EXERCISE GOAL:
Leaving out any pictures, print the entries that follow exactly as they stand.

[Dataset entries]
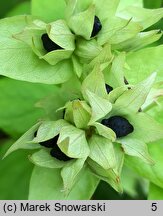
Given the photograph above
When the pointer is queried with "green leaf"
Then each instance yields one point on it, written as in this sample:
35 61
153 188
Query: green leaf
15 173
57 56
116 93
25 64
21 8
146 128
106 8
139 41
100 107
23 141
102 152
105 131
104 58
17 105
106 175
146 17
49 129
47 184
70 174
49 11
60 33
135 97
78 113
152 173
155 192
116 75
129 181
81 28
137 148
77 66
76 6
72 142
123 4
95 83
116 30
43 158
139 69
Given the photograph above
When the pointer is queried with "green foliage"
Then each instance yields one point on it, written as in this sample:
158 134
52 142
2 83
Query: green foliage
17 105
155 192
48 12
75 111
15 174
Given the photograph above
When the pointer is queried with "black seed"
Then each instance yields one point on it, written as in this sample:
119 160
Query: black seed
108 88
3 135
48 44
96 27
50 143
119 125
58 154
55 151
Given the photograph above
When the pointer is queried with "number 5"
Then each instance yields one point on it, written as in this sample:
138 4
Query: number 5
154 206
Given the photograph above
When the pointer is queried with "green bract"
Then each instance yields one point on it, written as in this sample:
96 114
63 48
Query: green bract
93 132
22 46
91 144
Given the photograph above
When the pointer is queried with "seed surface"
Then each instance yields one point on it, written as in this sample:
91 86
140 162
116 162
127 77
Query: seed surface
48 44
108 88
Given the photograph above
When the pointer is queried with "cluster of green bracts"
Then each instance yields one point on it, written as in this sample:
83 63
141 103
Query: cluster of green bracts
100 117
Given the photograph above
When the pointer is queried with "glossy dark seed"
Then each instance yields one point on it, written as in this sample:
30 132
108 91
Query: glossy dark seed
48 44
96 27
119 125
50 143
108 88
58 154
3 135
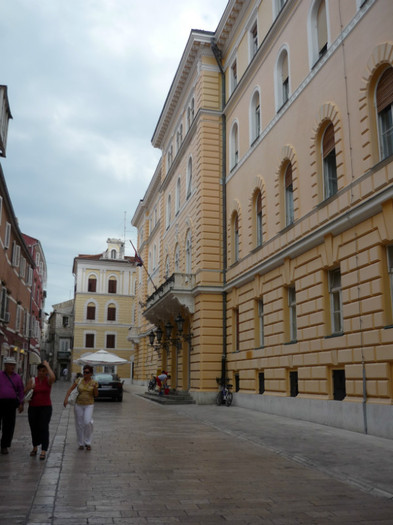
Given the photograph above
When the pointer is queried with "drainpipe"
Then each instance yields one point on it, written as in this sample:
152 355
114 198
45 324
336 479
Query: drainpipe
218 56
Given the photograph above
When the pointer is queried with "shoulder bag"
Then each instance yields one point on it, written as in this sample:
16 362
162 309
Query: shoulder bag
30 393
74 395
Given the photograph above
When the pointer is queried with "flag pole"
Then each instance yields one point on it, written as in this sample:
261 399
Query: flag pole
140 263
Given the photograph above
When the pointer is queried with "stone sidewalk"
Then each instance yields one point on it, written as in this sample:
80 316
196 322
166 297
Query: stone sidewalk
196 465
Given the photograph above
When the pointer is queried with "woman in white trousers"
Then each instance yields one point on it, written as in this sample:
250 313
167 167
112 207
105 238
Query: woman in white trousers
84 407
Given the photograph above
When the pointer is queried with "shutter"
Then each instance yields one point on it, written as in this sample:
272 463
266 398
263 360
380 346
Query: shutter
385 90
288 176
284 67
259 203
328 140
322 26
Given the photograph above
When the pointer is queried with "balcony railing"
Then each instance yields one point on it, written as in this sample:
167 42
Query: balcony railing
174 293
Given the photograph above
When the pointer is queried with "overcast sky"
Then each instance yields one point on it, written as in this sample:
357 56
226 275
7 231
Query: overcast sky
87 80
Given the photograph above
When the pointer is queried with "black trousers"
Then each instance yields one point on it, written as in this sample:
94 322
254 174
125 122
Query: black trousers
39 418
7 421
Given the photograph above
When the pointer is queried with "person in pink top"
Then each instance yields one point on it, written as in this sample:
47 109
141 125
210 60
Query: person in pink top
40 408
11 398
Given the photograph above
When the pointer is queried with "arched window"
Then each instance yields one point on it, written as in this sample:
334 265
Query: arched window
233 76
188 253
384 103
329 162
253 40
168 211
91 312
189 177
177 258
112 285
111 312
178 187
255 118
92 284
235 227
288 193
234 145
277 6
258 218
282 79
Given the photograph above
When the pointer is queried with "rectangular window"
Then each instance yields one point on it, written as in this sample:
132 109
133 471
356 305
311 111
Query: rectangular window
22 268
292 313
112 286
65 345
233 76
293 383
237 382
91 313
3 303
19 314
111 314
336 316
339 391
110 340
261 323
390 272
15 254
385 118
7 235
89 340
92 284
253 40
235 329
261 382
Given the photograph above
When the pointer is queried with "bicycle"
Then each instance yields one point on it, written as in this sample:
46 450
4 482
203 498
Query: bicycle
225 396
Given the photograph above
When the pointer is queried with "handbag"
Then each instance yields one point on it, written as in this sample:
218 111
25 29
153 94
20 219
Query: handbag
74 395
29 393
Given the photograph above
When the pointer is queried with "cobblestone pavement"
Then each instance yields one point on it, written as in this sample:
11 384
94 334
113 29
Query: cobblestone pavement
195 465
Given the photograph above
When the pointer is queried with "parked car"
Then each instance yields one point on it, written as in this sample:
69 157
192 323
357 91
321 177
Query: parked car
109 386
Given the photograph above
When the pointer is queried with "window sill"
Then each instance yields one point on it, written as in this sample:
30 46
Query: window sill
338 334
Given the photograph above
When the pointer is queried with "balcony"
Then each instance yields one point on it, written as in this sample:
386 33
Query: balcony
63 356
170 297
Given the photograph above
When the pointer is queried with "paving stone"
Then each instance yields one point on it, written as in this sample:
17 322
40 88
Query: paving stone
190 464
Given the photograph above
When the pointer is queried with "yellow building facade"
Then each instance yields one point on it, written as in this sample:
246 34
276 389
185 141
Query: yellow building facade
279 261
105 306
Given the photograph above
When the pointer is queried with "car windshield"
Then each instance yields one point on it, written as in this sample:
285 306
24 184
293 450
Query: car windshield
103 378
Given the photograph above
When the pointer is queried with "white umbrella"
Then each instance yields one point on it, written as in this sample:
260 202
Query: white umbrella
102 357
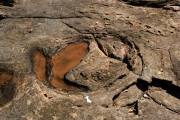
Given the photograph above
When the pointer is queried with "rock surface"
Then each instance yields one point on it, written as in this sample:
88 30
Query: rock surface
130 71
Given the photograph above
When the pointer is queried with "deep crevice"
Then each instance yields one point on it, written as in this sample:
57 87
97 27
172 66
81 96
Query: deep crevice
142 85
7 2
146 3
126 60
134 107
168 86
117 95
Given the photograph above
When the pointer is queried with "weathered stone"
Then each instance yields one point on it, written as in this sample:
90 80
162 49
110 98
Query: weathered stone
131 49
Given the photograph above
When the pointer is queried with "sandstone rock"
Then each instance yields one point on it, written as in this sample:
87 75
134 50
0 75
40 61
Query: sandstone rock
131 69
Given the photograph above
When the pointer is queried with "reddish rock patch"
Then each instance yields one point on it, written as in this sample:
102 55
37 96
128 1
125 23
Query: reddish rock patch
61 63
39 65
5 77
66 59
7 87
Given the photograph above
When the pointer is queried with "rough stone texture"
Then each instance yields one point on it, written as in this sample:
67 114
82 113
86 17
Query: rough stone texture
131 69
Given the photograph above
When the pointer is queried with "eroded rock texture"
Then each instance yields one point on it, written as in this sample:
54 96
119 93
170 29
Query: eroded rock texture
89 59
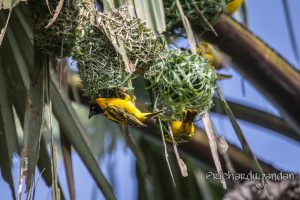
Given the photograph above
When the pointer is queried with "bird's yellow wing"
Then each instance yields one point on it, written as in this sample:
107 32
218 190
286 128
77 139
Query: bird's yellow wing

RESPONSE FOR THIS EXERCISE:
Given the photograph above
When the pointer is queried with "green leaf"
Then each instance yields one point on it, written as in this sample:
35 61
153 188
Query: green leaf
15 173
57 56
116 93
25 64
21 8
146 128
106 8
139 41
100 107
23 141
102 152
105 131
104 58
17 105
106 175
146 17
49 129
47 184
70 174
49 11
60 33
135 97
78 113
152 173
155 192
116 75
129 181
81 28
137 148
77 66
76 6
72 142
123 4
95 83
116 30
43 158
139 69
Given the photograph above
When the pointer is queried with "green foliage"
Then each instance yields one point on it, written as in this sample:
158 134
52 142
2 83
Query: green foliage
17 105
155 192
48 12
75 111
15 174
Given the photograph above
When the pointer is queried with "black seed"
Then each instance yields one point on it, written as in this sample:
119 160
Query: black seed
108 88
3 135
48 44
96 27
50 143
119 125
58 154
55 151
Given the photograph above
When the pointer is queried with "number 5"
Then each instance yields one point on it, written as in this sample:
138 4
Query: number 5
154 206
Given the photograph above
When the pointer is queried with "green bract"
Then each instance yields one point on it, written as in this sample:
96 114
63 48
Query: green bract
93 132
22 46
91 144
Given the photograph above
When the pointer is queried with "seed surface"
Then each instance yields one point on it, written as in this sample:
91 86
140 162
116 162
127 77
Query: seed surface
48 44
108 88
Given the photograph above
When the pointer is queried with "cluster of green bracts"
Then each instance yields one point on it, written as in this sample:
83 63
141 103
Query: cluster of green bracts
100 117
Given the photograph above
When the pointer is queried with "glossy dark seed"
Then each instance yields one point on it, written as in this sample:
30 132
108 91
Query: glossy dark seed
48 44
96 27
119 125
50 143
108 88
58 154
3 135
Given the photograph above
When the pointer is queried with "drainpipe"
Then each instance yields one point on it, written as in this sample:
152 355
114 198
45 324
336 479
Query: drainpipe
218 56
Given the photograph above
When the pointer is queried with "shoulder bag"
Then each instance yields one point on it, written as in this sample:
16 362
162 309
Query: shoulder bag
30 393
74 395
Given the photograph above
When the pointer is queried with "flag pole"
Then each instance yields one point on it, written as in this sample:
261 399
Query: flag pole
140 263
Given the photograph above
When the pointer is queried with "stone sidewalk"
Then each instance yields one point on it, written as in this sample:
80 316
196 322
166 297
Query: stone sidewalk
196 465
Given the photograph above
When the pointer is queried with "woman in white trousers"
Then each instance yields one point on it, written as in this sample:
250 313
167 167
112 207
105 238
Query: woman in white trousers
84 407
Given the photograph above
When the pointer is queried with "shutter"
Then each instance yields one point on it, written as in this sample:
272 463
266 398
263 360
380 346
Query: shutter
385 90
288 176
284 67
259 203
328 140
322 26
Given the photograph above
When the pointer is queried with "balcony railing"
Then each instance yields one point on it, written as in this sample:
167 42
Query: balcony railing
174 293
Given the photograph above
When the pointer is queried with "overcast sky"
Then each instance yields one point on it, written as in this sample:
357 56
226 275
7 231
Query: overcast sky
87 80
Given the photograph above
When the pointer is queried with "black trousers"
Then each instance yields one point on it, written as in this sample:
94 322
254 174
125 122
Query: black trousers
39 418
7 421
Given the photograph above
When the pointer is queried with "person in pink top"
Then each instance yields one point on it, written as in this sample:
47 109
141 125
210 60
Query: person in pink top
40 408
11 398
Given the photograph above
When the pointer is queried with "arched window"
Then each instance yields one point on it, written as in this sample:
334 265
Query: arched window
233 76
188 253
384 103
329 162
253 40
168 211
91 312
189 177
177 258
112 285
111 312
178 187
255 118
92 284
235 227
288 193
234 145
277 6
258 218
282 79
Given the photograph above
When the pointer is queried with "rectangular window"
Then each instance yields one point on it, written as in this sample:
132 109
133 471
356 305
311 111
Query: rectangular window
22 268
292 313
112 286
65 345
233 76
293 383
237 382
91 313
3 303
19 314
111 314
336 316
339 391
110 340
261 323
390 272
15 254
385 118
7 235
89 340
92 284
253 40
235 329
261 382
Given the photograph above
When the pointer is queried with "bicycle"
Then each instance yields one point on it, written as in this sample:
46 450
4 482
203 498
Query: bicycle
225 396
Given the photograph above
When the pointer is queried with "handbag"
Then each instance yields one point on it, written as in this sample:
218 111
25 29
153 94
20 219
Query: handbag
74 395
29 393
Given the photograph above
When the pointer is queried with "cobblestone pavement"
Then each instance yields one point on it, written as in this sample:
11 384
94 334
113 29
Query: cobblestone pavement
195 465
Given the photograph above
When the pointer is queried with "parked car"
Then each instance yields one point on it, written as in this sample:
69 157
192 323
357 91
321 177
Query: parked car
109 386
Given the photograph above
When the pointer is queried with "window sill"
Then each instance yields one point on it, written as in this sample:
30 46
Query: window sill
338 334
Given the photograph above
When the pointer is queried with "balcony"
Then each instance yields one point on it, written as in this sample:
386 33
Query: balcony
63 356
170 297
Given the photograph above
When the pointer is queried with "paving stone"
Then each instance yields one point on it, written as in this sample:
17 322
40 88
Query: paving stone
190 464
Given the photograph above
When the pointer is queried with "yellow building facade"
Then each instance yields one point on it, written as in this sample:
246 34
276 389
185 141
Query: yellow building facade
279 261
105 306
Given the photograph above
When the pointer is queried with "car windshield"
Then each instance yields one point on it, written as in this sample:
285 306
24 184
293 450
Query: car windshield
103 378
Given the photograph above
When the pointer is queried with "white umbrella"
Then each instance yields one point on it, written as in this sample:
260 202
Query: white umbrella
102 357
Given the photograph above
When the pointer is queried with "rock surface"
Then each instance yields one point on it, written as in this sample:
88 30
Query: rock surface
130 71
Given the photograph above
When the pointer is queried with "deep crevice"
Then each instance yields one point on it, written as in this sample:
57 87
97 27
172 66
81 96
Query: deep crevice
142 85
7 2
146 3
126 60
134 107
168 86
117 95
Given the photograph above
When the pointer is queried with "weathered stone"
Then each instance yields one point on it, written as in this sample:
90 80
162 49
110 98
Query: weathered stone
131 49
Given the photograph above
When the pointer is queried with "sandstone rock"
Then each instance yields one point on it, written as in this sample:
87 75
134 50
0 75
40 61
Query: sandstone rock
131 69
Given the photograph above
When the pointer is queried with "reddish rock patch"
Then each instance yields one point on it, written as in this sample:
102 55
37 96
128 1
125 23
Query: reddish rock patch
61 63
39 65
5 77
66 59
7 87
Given the photograph above
When the pointer is queried with "rough stone texture"
Then each instance yields one point on it, written as in this sample:
67 114
82 113
86 17
Query: rough stone texture
131 69
Given the photograph above
When the pointer is queried with "eroded rock texture"
Then each instance yields one point on it, written as in this sample:
54 96
119 93
170 29
Query: eroded rock texture
89 59
Given the photograph above
When the pointer is queried with "bird's yellow wing"
Then each instance yields one point on it, written as in this sample:
107 32
218 190
286 128
77 139
Query: bird's yellow wing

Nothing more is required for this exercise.